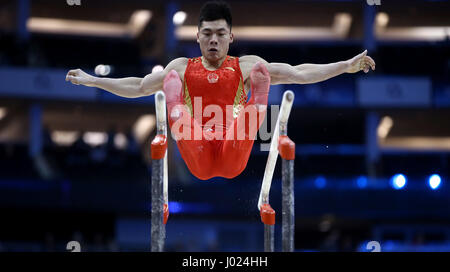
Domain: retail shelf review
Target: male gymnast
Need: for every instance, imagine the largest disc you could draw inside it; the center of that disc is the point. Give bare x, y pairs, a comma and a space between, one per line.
208, 142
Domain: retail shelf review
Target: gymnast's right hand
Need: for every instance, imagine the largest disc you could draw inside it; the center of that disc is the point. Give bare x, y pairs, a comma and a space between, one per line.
78, 76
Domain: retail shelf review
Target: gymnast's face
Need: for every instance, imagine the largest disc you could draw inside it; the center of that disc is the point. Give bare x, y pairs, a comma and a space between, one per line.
214, 38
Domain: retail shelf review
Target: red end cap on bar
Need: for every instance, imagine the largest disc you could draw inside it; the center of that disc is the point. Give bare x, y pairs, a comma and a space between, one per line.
166, 213
267, 214
159, 146
286, 147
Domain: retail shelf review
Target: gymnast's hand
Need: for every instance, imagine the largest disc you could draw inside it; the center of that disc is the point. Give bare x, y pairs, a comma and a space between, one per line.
360, 62
78, 77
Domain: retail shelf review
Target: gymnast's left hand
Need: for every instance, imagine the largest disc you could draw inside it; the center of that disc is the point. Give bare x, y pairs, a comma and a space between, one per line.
360, 62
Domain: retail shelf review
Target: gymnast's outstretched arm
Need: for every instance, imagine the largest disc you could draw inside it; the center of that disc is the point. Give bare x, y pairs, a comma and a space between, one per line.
282, 73
130, 87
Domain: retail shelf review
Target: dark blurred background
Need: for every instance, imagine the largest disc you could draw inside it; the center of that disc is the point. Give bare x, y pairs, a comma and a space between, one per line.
372, 150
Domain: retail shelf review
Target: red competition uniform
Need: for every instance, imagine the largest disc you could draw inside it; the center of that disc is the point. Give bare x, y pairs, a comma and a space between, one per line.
226, 157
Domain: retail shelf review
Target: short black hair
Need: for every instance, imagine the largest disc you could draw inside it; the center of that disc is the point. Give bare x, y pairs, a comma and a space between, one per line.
215, 10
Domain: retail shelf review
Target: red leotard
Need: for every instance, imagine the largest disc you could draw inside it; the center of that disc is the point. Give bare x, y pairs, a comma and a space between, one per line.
227, 156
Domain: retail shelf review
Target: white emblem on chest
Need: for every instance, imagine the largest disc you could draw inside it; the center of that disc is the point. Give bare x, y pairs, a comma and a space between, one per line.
213, 78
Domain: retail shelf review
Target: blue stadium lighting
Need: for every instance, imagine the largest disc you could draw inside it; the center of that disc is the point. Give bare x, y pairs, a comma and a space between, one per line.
361, 182
175, 207
320, 182
398, 181
434, 181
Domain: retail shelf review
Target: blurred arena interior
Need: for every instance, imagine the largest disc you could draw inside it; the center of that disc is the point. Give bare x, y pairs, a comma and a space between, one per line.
372, 156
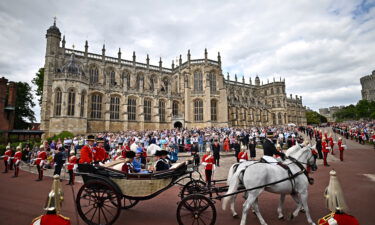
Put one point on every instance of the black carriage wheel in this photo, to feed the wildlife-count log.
(196, 209)
(193, 187)
(98, 203)
(128, 203)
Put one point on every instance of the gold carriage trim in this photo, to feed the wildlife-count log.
(141, 188)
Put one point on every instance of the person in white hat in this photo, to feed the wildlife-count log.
(335, 202)
(208, 163)
(243, 156)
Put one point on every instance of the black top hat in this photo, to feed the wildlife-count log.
(90, 138)
(100, 140)
(129, 154)
(161, 153)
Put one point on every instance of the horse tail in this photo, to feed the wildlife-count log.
(232, 170)
(233, 186)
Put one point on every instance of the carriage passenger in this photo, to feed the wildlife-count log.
(128, 165)
(243, 156)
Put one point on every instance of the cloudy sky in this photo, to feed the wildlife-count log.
(320, 47)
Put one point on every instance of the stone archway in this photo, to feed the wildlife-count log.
(177, 124)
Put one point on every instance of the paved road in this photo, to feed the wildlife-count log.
(22, 198)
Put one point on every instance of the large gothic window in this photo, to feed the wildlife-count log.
(96, 106)
(132, 109)
(162, 111)
(175, 108)
(213, 110)
(212, 78)
(83, 96)
(94, 75)
(198, 110)
(58, 100)
(71, 102)
(114, 108)
(147, 110)
(198, 81)
(112, 77)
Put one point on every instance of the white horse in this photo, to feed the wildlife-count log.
(254, 174)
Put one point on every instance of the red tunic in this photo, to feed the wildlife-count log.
(42, 155)
(243, 156)
(17, 156)
(72, 162)
(86, 155)
(324, 147)
(341, 219)
(51, 219)
(7, 154)
(339, 143)
(209, 159)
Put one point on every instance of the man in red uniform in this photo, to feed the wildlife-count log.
(341, 149)
(40, 161)
(242, 156)
(70, 166)
(336, 204)
(100, 155)
(53, 207)
(325, 151)
(208, 163)
(87, 155)
(17, 160)
(7, 157)
(331, 144)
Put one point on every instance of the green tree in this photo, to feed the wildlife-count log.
(24, 105)
(38, 82)
(315, 118)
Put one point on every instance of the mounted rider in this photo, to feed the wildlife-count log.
(53, 207)
(335, 202)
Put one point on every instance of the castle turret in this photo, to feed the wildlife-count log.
(257, 81)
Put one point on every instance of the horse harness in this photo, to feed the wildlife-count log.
(291, 177)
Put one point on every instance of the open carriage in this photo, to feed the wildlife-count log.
(106, 191)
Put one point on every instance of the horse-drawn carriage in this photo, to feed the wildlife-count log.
(107, 190)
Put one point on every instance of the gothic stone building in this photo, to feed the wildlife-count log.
(368, 87)
(88, 93)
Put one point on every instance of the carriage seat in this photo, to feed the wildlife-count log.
(268, 159)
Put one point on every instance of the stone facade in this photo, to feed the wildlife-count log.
(368, 87)
(88, 93)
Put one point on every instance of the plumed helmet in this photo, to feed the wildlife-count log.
(334, 196)
(55, 196)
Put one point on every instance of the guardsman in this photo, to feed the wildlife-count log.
(208, 162)
(331, 143)
(7, 157)
(100, 155)
(161, 162)
(341, 149)
(53, 207)
(335, 202)
(325, 151)
(243, 156)
(87, 154)
(72, 162)
(17, 160)
(40, 162)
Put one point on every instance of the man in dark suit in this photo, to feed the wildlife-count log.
(269, 147)
(216, 151)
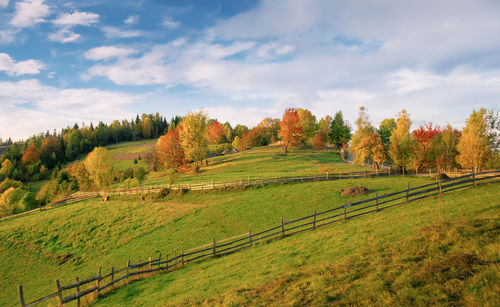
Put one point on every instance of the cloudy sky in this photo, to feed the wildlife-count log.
(241, 60)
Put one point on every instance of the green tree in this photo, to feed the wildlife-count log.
(98, 166)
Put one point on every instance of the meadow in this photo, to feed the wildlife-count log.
(267, 162)
(74, 240)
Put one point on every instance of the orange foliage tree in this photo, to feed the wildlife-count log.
(169, 150)
(215, 132)
(290, 131)
(30, 156)
(319, 139)
(423, 138)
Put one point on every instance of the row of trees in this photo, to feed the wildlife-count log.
(428, 146)
(40, 154)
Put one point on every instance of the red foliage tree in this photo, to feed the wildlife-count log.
(290, 131)
(215, 132)
(169, 150)
(31, 155)
(423, 138)
(319, 139)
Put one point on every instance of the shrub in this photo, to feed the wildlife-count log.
(9, 183)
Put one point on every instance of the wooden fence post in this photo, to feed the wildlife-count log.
(128, 268)
(59, 292)
(77, 291)
(407, 191)
(21, 295)
(98, 281)
(282, 228)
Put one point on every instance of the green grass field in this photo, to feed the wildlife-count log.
(74, 240)
(258, 162)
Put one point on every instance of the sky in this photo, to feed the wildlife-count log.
(240, 61)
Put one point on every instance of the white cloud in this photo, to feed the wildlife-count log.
(29, 13)
(64, 35)
(76, 19)
(13, 68)
(7, 36)
(108, 52)
(113, 32)
(131, 20)
(170, 23)
(44, 107)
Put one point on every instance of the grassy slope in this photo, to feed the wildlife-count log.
(259, 162)
(72, 241)
(405, 256)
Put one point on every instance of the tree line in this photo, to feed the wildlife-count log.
(187, 141)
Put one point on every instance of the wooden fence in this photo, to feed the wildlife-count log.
(95, 285)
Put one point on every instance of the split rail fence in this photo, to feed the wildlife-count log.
(95, 285)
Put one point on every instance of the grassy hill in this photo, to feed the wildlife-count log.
(267, 161)
(405, 256)
(73, 241)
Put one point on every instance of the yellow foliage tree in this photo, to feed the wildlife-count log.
(370, 148)
(98, 165)
(307, 122)
(192, 134)
(400, 149)
(363, 128)
(473, 146)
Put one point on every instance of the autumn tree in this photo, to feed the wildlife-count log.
(423, 139)
(444, 148)
(400, 149)
(340, 130)
(370, 148)
(385, 130)
(307, 121)
(146, 127)
(363, 129)
(169, 150)
(324, 124)
(473, 146)
(290, 131)
(98, 166)
(192, 135)
(319, 139)
(30, 156)
(215, 133)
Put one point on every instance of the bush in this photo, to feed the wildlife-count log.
(9, 183)
(172, 176)
(28, 202)
(128, 173)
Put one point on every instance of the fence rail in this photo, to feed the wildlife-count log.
(95, 284)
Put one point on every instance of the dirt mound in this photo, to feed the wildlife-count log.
(353, 191)
(441, 176)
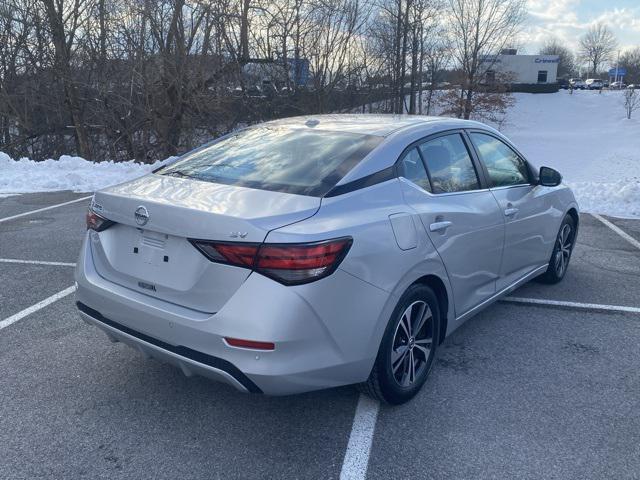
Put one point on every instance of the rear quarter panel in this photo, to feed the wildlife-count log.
(375, 258)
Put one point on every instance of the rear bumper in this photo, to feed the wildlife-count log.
(326, 333)
(189, 361)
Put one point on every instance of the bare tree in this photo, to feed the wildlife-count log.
(630, 61)
(480, 29)
(566, 61)
(597, 47)
(631, 101)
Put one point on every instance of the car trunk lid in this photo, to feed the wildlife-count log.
(148, 250)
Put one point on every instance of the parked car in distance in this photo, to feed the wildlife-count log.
(314, 252)
(594, 84)
(577, 83)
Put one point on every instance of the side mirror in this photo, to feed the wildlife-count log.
(549, 177)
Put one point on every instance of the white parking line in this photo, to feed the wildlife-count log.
(356, 458)
(36, 262)
(6, 219)
(562, 303)
(38, 306)
(618, 230)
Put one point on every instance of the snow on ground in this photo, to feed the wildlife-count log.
(587, 137)
(67, 173)
(584, 135)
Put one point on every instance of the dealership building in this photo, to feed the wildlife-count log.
(521, 69)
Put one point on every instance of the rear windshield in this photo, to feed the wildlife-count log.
(301, 161)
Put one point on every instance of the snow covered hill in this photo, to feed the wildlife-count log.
(585, 136)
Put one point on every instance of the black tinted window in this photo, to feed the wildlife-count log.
(449, 164)
(412, 169)
(505, 166)
(302, 161)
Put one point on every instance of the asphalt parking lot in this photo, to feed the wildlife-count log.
(520, 391)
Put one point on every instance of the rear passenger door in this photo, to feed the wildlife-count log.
(461, 217)
(528, 235)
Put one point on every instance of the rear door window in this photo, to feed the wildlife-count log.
(412, 169)
(449, 164)
(505, 166)
(284, 159)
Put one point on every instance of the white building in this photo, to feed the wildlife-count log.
(521, 69)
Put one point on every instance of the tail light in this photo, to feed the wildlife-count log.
(287, 263)
(96, 222)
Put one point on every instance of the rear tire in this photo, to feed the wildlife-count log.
(562, 249)
(408, 348)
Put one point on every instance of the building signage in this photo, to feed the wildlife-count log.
(621, 72)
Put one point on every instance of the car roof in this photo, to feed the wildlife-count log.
(381, 125)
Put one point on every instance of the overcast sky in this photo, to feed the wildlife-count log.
(567, 20)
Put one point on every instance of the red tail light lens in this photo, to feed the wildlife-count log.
(96, 222)
(296, 264)
(290, 264)
(241, 343)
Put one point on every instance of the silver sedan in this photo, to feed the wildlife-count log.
(314, 252)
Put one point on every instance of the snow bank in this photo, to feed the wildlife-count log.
(67, 173)
(586, 137)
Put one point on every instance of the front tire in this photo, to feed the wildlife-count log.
(407, 349)
(561, 252)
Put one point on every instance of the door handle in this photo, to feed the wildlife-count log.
(439, 226)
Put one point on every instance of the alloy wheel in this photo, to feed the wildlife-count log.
(563, 250)
(412, 343)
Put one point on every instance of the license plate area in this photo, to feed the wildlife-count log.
(153, 248)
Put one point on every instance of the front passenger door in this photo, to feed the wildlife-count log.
(528, 237)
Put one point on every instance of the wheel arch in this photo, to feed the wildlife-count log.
(439, 288)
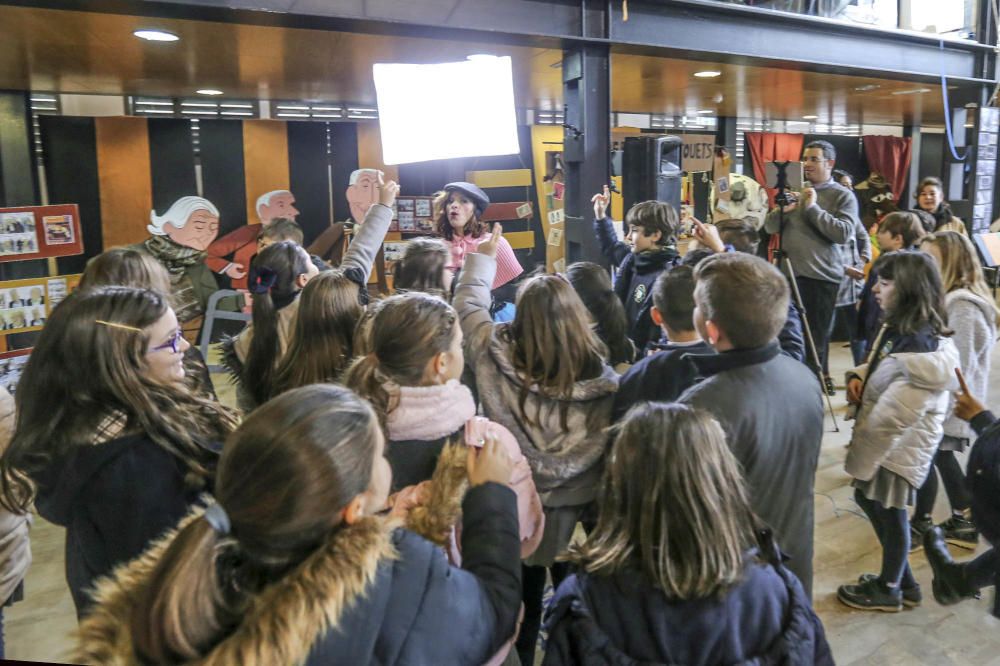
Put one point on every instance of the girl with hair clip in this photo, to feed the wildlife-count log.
(109, 443)
(427, 414)
(676, 537)
(128, 267)
(458, 210)
(313, 575)
(593, 285)
(930, 199)
(902, 396)
(972, 315)
(277, 276)
(544, 378)
(424, 267)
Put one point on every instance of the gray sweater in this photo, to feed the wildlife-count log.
(813, 234)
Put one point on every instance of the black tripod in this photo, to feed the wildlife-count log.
(780, 257)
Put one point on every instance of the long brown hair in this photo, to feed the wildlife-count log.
(552, 343)
(673, 505)
(126, 267)
(918, 297)
(422, 266)
(322, 342)
(89, 365)
(473, 228)
(960, 268)
(272, 280)
(284, 478)
(407, 331)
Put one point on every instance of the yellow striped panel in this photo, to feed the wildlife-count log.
(500, 178)
(520, 240)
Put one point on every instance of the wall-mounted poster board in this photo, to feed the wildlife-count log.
(25, 304)
(11, 365)
(40, 232)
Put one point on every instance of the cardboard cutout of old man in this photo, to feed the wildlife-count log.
(362, 192)
(231, 254)
(179, 239)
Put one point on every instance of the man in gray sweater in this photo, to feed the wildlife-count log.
(821, 217)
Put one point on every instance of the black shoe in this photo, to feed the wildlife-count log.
(912, 596)
(917, 528)
(960, 532)
(949, 585)
(871, 595)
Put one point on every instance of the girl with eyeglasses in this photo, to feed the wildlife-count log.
(109, 442)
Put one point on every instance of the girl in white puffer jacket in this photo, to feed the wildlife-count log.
(903, 395)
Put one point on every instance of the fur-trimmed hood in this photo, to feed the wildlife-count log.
(281, 623)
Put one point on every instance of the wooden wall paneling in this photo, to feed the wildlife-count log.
(222, 171)
(345, 153)
(171, 161)
(265, 157)
(123, 174)
(69, 146)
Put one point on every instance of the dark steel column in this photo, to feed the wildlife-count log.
(586, 144)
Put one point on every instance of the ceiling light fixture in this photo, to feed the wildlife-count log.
(156, 35)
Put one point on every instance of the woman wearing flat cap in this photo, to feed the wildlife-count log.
(458, 210)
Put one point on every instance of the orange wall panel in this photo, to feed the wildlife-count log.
(265, 160)
(123, 173)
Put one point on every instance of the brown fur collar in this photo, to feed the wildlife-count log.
(434, 518)
(282, 622)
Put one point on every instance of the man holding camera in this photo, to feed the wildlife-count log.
(816, 221)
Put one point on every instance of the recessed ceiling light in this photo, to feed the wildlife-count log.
(156, 35)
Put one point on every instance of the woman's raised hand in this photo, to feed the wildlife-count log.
(489, 246)
(387, 191)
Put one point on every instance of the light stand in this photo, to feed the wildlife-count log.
(780, 256)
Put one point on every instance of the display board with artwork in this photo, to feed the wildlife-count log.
(39, 232)
(25, 304)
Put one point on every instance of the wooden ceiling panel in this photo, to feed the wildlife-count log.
(84, 52)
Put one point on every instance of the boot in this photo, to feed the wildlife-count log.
(950, 585)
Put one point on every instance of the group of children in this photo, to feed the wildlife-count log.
(406, 473)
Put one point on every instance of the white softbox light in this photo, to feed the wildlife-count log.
(452, 109)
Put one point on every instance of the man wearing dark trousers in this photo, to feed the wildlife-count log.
(818, 220)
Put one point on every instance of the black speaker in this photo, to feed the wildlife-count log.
(651, 169)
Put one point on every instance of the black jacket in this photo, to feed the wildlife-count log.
(636, 275)
(421, 610)
(772, 411)
(662, 377)
(113, 499)
(623, 620)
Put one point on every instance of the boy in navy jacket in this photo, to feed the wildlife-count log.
(652, 229)
(665, 374)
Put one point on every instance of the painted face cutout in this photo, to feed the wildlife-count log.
(201, 229)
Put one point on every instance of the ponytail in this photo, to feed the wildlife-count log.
(365, 378)
(183, 610)
(272, 281)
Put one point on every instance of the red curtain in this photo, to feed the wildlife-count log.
(889, 156)
(770, 147)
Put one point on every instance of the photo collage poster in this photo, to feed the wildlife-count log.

= Work to be completed =
In the lines above, find the word "blurred" and copy every line it occurs in.

= Response box =
Target: dark blurred background
Target: blurred arena interior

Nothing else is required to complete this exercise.